[Records from a dataset]
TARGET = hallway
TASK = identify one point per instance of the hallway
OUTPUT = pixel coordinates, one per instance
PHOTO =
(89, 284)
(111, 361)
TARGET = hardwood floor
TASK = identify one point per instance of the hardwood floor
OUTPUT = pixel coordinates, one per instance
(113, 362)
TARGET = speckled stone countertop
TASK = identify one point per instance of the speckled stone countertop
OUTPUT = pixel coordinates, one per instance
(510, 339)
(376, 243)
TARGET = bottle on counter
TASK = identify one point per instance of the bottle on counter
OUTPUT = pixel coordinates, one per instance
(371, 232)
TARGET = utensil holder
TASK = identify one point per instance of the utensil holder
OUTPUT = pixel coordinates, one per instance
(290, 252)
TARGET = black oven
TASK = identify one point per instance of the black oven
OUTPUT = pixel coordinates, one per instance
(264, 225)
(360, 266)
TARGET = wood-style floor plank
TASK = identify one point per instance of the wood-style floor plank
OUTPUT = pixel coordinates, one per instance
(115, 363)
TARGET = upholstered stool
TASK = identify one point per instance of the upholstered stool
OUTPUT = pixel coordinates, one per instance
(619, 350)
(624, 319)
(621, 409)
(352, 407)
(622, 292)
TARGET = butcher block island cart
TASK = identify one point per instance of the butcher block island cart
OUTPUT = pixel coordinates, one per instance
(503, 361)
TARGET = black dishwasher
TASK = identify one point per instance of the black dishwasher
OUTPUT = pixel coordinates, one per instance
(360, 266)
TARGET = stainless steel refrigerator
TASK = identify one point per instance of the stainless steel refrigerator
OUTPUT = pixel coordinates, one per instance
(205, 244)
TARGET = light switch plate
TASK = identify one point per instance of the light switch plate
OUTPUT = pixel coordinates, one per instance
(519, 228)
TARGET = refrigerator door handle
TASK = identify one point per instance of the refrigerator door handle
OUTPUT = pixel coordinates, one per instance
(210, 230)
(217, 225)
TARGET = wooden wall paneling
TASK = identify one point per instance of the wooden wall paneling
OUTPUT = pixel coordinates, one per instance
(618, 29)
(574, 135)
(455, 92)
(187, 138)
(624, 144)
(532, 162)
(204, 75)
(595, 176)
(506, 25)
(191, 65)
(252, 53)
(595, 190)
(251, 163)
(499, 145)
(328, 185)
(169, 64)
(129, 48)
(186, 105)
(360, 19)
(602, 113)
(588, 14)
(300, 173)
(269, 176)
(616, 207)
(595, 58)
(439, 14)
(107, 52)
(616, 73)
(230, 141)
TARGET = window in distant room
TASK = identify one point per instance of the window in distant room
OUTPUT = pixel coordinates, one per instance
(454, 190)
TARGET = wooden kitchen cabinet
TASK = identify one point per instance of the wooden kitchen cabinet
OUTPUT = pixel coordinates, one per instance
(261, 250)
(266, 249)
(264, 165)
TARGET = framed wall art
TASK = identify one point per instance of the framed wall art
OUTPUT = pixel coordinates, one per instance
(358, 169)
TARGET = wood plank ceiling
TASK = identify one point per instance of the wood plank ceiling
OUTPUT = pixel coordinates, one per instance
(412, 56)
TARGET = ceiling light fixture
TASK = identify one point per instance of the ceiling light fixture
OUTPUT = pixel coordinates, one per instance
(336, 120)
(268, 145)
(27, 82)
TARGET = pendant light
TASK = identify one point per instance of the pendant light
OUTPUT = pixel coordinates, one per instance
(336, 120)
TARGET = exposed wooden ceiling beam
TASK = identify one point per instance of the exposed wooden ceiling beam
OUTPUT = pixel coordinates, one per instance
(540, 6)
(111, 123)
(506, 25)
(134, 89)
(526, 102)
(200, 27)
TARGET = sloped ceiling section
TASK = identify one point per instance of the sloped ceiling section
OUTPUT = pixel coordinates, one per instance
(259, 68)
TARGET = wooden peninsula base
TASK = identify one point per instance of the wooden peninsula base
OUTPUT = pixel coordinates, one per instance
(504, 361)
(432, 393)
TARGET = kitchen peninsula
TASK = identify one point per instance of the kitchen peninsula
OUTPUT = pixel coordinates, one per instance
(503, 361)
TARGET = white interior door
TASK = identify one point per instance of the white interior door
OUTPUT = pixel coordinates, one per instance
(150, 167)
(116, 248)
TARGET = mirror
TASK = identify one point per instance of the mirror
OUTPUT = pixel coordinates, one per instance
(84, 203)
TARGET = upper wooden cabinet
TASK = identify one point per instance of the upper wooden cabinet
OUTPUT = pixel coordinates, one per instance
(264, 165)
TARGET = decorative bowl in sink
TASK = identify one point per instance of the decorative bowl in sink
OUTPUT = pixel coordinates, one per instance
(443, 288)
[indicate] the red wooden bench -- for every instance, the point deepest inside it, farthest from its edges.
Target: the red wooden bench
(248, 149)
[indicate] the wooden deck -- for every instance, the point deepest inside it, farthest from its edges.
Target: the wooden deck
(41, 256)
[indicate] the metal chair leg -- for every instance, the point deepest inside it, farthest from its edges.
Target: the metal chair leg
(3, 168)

**Directions for this task:**
Among the records above, repeat exactly the line with "TARGET = hardwood floor", the line with "TASK = identify one point per instance of the light", and every line in between, and only those.

**Task result:**
TARGET = hardwood floor
TASK = identify one point per instance of the hardwood floor
OUTPUT = pixel coordinates, one per instance
(113, 362)
TARGET = speckled stone countertop
TASK = identify one point per instance of the speckled stone countertop
OUTPUT = pixel coordinates, one per instance
(510, 339)
(376, 243)
TARGET = bottle on counter
TASK = identify one point per instance of the bottle on counter
OUTPUT = pixel coordinates, one per instance
(371, 232)
TARGET = utensil holder
TASK = identify one point per instance of the utensil holder
OUTPUT = pixel coordinates, one per instance
(290, 252)
TARGET = black oven
TASK = identify one point per instance of the black oven
OUTPUT = pixel coordinates, one per instance
(264, 225)
(360, 266)
TARGET = wood-style floor plank
TASK = identify one point per instance of the wood-style floor plank
OUTPUT = pixel coordinates, one per instance
(115, 363)
TARGET = upholstered stool
TASK = identify one point per instance of the upholstered stool
OUTPUT = pixel coordinates, one per instance
(619, 350)
(624, 319)
(621, 409)
(352, 407)
(622, 292)
TARGET = butcher block island cart
TASK = identify one point per instance of the butcher block island cart
OUTPUT = pixel coordinates, one per instance
(503, 361)
TARGET = black dishwasher
TASK = identify one point per instance of the black dishwasher
OUTPUT = pixel coordinates, one per instance
(360, 266)
TARGET = stainless steel refrigerator
TASK = identify one point per instance of the stainless steel refrigerator
OUTPUT = pixel coordinates, one per instance
(205, 244)
TARGET = light switch plate
TASK = identify one point per instance of the light switch plate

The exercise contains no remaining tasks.